-- TEXT PROVIDED start --

Acute Problem

PROPOSITION:  There do not exist four distinct points A,B,C,D on the
plane such that the interior angles of the triangles ABC, ABD, ACD, 
and BCD are all acute.

PROOF 1: If one of the four points is inside the triangle formed by
the other three, then the angles of the three triangles meeting at
that point sum to 2pi, so they cannot each be acute (i.e., less than
pi/2).  If none of the four points is inside the triangle formed by
the other three, then we have a convex quadrilateral ABCD, and the
four interior angles ABC, BCD, CDA, and DAB sum to 2pi, so they 
cannot each be acute.

      

PROOF 2: Given any two points A and B on the plane, construct the 
lines L_ab and L_ba perpendicular to the segment AB through the points
A and B respectively.  Also, construct the circle on the diameter AB.
The triangle formed by A, B, and a third point C will have all acute 
interior angle if and only if C falls between L_ab and L_ba and 
outside the circle on the diameter AB.

-- TEXT PROVIDED end --

Answer these questions from the text on acute triangles, numbering your answers the same way:
1. According to the first proof, what do the angles of the three triangles meeting at an inside point sum to?
2. Which four interior angles of the convex quadrilateral does the first proof name?
3. In the second proof, on what diameter is the circle constructed?

-- RECORDED DATA start --

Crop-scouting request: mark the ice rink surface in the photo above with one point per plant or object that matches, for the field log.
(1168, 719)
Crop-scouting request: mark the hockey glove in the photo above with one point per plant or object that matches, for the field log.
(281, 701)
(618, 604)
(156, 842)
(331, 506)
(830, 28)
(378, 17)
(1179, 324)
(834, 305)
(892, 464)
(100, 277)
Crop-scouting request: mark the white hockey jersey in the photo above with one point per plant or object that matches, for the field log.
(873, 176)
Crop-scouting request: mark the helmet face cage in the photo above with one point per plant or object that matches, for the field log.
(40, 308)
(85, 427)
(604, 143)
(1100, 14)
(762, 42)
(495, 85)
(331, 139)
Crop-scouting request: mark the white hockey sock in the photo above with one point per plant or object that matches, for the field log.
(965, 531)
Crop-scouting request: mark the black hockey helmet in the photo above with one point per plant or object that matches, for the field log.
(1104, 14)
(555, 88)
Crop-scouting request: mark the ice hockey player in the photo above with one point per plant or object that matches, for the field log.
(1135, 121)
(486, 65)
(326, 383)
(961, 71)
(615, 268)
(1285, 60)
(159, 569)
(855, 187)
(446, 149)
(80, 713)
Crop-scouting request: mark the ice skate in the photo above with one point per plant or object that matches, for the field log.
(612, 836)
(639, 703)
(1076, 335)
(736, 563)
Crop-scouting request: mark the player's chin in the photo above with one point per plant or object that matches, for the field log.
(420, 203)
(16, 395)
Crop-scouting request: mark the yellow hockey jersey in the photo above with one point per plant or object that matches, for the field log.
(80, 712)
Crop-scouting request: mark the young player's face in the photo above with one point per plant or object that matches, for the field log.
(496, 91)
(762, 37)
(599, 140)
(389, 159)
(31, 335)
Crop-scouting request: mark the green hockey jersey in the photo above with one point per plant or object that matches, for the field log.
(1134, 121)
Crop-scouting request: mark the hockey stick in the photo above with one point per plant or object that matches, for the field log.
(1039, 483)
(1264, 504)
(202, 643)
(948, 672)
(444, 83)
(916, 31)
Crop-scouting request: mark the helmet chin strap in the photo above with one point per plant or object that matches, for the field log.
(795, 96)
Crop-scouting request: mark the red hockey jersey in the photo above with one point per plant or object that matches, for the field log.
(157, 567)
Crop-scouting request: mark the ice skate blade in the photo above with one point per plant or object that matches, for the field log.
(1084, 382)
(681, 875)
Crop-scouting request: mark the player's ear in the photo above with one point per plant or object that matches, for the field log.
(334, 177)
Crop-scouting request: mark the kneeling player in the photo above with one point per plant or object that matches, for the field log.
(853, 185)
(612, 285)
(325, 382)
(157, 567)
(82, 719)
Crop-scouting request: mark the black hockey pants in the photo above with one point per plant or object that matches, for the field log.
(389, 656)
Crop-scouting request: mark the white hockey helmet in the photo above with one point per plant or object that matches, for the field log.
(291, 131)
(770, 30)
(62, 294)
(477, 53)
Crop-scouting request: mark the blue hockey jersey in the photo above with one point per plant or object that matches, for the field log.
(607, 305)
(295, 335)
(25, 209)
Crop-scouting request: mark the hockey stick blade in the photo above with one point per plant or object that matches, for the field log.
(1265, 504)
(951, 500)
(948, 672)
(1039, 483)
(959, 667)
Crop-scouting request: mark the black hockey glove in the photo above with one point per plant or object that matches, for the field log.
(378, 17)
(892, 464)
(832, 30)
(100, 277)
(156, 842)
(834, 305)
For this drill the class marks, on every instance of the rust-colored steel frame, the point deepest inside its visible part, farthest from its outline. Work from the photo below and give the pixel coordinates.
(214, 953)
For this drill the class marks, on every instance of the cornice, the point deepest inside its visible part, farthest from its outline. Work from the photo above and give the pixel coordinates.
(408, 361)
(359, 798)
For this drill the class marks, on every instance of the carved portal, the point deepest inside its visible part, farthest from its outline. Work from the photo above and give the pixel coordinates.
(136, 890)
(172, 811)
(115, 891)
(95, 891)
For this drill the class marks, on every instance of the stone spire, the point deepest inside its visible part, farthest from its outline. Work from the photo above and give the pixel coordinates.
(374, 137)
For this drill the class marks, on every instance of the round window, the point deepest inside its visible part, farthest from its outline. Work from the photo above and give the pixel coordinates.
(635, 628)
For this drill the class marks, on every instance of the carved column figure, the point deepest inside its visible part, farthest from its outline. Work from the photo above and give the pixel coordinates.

-- RECORDED DATA end --

▶ **SOLUTION**:
1. 2pi
2. ABC, BCD, CDA, and DAB
3. AB